**Problem requirements**
Every line of the listing must be repeated in the answer without alteration.
Top of Records supplied
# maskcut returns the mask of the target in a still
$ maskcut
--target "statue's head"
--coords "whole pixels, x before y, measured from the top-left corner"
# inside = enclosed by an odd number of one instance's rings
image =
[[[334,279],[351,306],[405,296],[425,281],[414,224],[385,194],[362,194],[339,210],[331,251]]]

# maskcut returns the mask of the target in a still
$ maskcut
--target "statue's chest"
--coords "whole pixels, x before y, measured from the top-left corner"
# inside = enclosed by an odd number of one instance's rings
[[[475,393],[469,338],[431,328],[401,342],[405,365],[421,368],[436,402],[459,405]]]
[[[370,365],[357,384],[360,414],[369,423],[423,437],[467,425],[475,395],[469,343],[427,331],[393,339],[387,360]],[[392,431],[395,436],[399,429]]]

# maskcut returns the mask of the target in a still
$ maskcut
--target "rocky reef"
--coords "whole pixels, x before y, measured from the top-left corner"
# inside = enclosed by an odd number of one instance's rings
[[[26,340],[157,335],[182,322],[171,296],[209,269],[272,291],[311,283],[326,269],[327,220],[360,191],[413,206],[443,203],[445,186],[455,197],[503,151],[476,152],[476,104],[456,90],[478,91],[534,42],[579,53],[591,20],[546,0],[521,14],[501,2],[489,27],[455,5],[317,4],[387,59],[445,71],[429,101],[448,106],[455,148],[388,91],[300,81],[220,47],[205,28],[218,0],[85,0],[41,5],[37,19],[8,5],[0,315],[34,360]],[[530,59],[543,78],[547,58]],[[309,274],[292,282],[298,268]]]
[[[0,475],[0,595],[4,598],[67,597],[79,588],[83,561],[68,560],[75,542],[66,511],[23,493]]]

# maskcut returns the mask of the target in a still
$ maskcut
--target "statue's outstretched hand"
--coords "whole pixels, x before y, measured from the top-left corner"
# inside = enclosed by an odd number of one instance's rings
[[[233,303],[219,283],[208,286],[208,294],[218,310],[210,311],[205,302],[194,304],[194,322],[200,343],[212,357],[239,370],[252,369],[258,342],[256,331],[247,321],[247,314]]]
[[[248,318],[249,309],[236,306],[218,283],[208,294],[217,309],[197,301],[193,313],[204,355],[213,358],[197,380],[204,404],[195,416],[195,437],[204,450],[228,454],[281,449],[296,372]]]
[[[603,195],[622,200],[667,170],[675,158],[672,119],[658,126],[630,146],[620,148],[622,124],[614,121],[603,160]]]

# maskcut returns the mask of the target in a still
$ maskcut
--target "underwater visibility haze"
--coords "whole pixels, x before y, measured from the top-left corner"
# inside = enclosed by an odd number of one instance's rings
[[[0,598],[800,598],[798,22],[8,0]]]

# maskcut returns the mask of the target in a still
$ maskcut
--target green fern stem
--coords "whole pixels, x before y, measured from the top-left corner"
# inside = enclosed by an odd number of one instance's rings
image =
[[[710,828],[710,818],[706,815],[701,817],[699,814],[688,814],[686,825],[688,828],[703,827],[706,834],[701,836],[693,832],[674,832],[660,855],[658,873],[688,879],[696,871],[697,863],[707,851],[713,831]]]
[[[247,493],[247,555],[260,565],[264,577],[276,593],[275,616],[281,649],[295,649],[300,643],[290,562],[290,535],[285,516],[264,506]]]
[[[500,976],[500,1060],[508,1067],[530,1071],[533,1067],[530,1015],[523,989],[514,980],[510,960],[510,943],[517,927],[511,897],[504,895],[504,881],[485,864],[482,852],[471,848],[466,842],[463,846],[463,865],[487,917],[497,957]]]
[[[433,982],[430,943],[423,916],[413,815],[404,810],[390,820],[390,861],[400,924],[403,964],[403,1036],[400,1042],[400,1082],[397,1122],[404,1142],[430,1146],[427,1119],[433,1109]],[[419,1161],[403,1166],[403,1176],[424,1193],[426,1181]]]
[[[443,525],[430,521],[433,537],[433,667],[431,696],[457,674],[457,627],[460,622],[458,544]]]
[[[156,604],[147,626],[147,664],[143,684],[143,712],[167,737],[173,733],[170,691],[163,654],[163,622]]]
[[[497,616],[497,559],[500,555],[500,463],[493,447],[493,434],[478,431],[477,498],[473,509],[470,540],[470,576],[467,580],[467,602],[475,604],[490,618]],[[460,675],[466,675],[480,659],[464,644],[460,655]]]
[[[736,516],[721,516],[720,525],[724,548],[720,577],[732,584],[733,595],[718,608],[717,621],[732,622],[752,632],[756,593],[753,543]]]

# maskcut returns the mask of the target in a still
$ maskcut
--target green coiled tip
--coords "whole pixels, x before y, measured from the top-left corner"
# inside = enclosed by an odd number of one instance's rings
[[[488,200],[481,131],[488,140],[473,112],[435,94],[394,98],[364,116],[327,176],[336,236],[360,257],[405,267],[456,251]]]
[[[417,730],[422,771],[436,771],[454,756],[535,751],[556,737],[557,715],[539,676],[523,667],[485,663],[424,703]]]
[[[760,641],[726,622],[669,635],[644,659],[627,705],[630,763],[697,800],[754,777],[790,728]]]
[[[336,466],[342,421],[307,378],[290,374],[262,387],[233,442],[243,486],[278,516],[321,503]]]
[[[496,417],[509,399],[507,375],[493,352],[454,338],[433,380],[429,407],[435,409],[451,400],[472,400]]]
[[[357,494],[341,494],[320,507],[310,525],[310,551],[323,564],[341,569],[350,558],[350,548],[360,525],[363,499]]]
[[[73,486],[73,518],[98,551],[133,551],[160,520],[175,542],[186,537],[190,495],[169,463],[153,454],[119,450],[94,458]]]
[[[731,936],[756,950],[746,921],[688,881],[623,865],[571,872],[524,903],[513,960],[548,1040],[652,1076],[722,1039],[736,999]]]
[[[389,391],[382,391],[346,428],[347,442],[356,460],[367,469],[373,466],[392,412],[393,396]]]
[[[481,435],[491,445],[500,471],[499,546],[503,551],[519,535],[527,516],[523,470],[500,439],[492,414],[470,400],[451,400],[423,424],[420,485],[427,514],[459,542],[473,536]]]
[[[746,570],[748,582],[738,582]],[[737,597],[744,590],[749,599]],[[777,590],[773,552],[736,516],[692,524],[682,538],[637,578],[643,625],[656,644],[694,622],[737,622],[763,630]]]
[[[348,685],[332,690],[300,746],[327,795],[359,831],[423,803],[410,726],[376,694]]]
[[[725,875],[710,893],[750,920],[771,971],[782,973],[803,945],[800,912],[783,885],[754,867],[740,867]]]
Bottom of Records supplied
**Completed exercise**
# maskcut returns the mask of the target in a still
$ maskcut
--target "statue's head"
--coords "whole pixels, x before y, measured from the top-left corner"
# inside = enclosed by an odd number of one instance's rings
image =
[[[334,279],[351,306],[405,296],[425,281],[414,224],[385,194],[362,194],[339,210],[331,251]]]

# maskcut returns the mask of the target in a still
$ maskcut
--target "statue's chest"
--coords "whole pixels, x before y, measured from the top-left corner"
# inside = enclosed by an odd number of one instance's rings
[[[475,393],[469,338],[431,328],[401,342],[405,365],[421,368],[436,402],[459,405]]]
[[[370,365],[357,384],[360,414],[369,423],[423,437],[467,425],[475,395],[469,343],[427,331],[393,339],[387,360]],[[392,431],[395,436],[399,429]]]

# maskcut returns the mask of the target in a still
$ maskcut
--target "rocky reef"
--coords "whole pixels, x before y, measured from the top-left corner"
# inside = enclosed by an odd number of one instance's rings
[[[26,340],[157,335],[182,322],[171,296],[209,269],[272,291],[311,283],[326,269],[327,220],[360,191],[413,206],[443,203],[445,186],[455,197],[503,151],[476,152],[476,104],[456,90],[478,91],[534,42],[579,53],[591,20],[546,0],[521,14],[501,2],[489,27],[455,5],[317,4],[387,59],[445,71],[429,101],[448,106],[455,148],[388,91],[300,81],[220,47],[205,28],[218,0],[85,0],[41,5],[37,19],[8,5],[0,315],[34,360]],[[530,59],[543,78],[547,58]],[[309,274],[292,282],[298,268]]]
[[[0,475],[0,595],[4,598],[67,597],[79,588],[83,561],[68,560],[75,542],[66,511],[23,493]]]

# maskcut returns the mask of the target in a still
$ maskcut
--target "statue's outstretched hand"
--coords "whole pixels, x before y, measured from the top-left corner"
# inside = enclosed by an odd number of one instance's rings
[[[233,303],[219,283],[208,286],[208,294],[218,310],[210,311],[205,302],[194,304],[194,322],[200,343],[212,357],[239,370],[252,369],[258,342],[256,331],[247,321],[247,314]]]
[[[248,318],[249,309],[236,306],[218,283],[208,294],[217,309],[197,301],[193,313],[204,355],[213,358],[197,380],[204,404],[195,416],[195,437],[204,450],[228,454],[281,449],[296,372]]]
[[[603,195],[622,200],[667,170],[675,158],[672,119],[658,126],[630,146],[620,148],[622,124],[614,121],[603,160]]]

# maskcut returns the mask of the target in a still
$ maskcut
--target "underwater visibility haze"
--coords "whole pixels, x before y, measured from the top-left corner"
# inside = enclosed by an odd number of one instance's rings
[[[0,598],[800,598],[798,22],[8,0]]]

# maskcut returns the mask of the target in a still
$ maskcut
--target green fern stem
--coords "whole pixels, x before y, measured from the top-left corner"
# inside = enclosed by an odd number of one instance's rings
image =
[[[710,828],[710,818],[706,815],[701,817],[699,814],[688,814],[686,825],[688,828],[703,827],[706,834],[701,836],[693,832],[674,832],[660,855],[658,873],[688,879],[696,871],[697,863],[707,851],[713,831]]]
[[[247,493],[247,555],[260,565],[264,577],[276,593],[275,616],[281,649],[295,649],[300,643],[290,562],[290,535],[285,516],[264,506]]]
[[[500,976],[500,1060],[508,1067],[530,1071],[533,1067],[530,1015],[523,989],[514,980],[510,960],[510,943],[517,927],[511,897],[504,895],[504,881],[485,864],[482,852],[471,848],[466,842],[463,846],[463,865],[487,917],[497,957]]]
[[[433,982],[430,943],[423,916],[413,815],[404,810],[390,820],[390,861],[400,924],[403,964],[403,1036],[400,1042],[400,1082],[397,1122],[404,1142],[430,1146],[427,1119],[433,1109]],[[419,1161],[403,1166],[403,1176],[424,1193],[426,1181]]]
[[[443,525],[430,521],[433,537],[433,667],[431,696],[457,674],[457,627],[460,622],[458,544]]]
[[[156,604],[147,626],[147,664],[143,684],[143,712],[167,737],[173,733],[170,691],[163,654],[163,622]]]
[[[497,616],[497,559],[500,555],[500,463],[493,447],[493,434],[478,431],[477,498],[473,509],[470,540],[470,576],[467,580],[467,602],[475,604],[490,618]],[[460,675],[466,675],[480,659],[464,644],[460,655]]]
[[[736,516],[721,516],[720,525],[724,548],[720,577],[732,584],[733,595],[718,608],[717,621],[732,622],[752,632],[756,593],[753,543]]]

# maskcut returns the mask of the target in a still
$ maskcut
--target green coiled tip
--coords "whole pixels, x before y, measured from the top-left corner"
# inside = enclosed by an odd number of one instance's rings
[[[488,200],[481,131],[488,140],[473,112],[435,94],[394,98],[364,116],[327,176],[336,236],[360,257],[405,267],[456,251]]]
[[[417,730],[422,771],[436,771],[454,756],[535,751],[556,737],[557,715],[539,676],[523,667],[485,663],[424,703]]]
[[[760,641],[726,622],[669,635],[644,659],[627,705],[630,763],[697,800],[754,777],[790,728]]]
[[[336,466],[342,421],[307,378],[290,374],[262,387],[233,442],[243,486],[278,516],[321,503]]]
[[[496,417],[509,399],[507,375],[493,352],[454,338],[433,380],[429,407],[435,409],[451,400],[472,400]]]
[[[357,494],[341,494],[320,507],[310,525],[310,551],[323,564],[341,569],[350,558],[350,548],[360,525],[363,499]]]
[[[73,486],[73,518],[98,551],[133,551],[160,520],[175,542],[186,537],[190,495],[169,463],[153,454],[119,450],[94,458]]]
[[[731,936],[756,950],[746,921],[688,881],[623,865],[571,872],[524,903],[513,960],[548,1040],[652,1076],[722,1039],[736,999]]]
[[[389,391],[382,391],[346,428],[347,442],[356,460],[367,469],[373,466],[392,412],[393,396]]]
[[[481,435],[491,445],[500,471],[499,546],[503,551],[519,535],[527,516],[523,470],[500,439],[492,414],[470,400],[451,400],[423,424],[420,485],[427,514],[459,542],[473,536]]]
[[[746,570],[748,582],[738,582]],[[737,597],[744,590],[749,599]],[[777,590],[773,552],[736,516],[692,524],[682,538],[637,578],[643,625],[656,644],[694,622],[737,622],[763,630]]]
[[[348,685],[332,690],[300,746],[327,795],[359,831],[423,803],[410,726],[376,694]]]
[[[725,875],[710,893],[750,920],[771,971],[782,973],[803,945],[800,912],[783,885],[754,867],[740,867]]]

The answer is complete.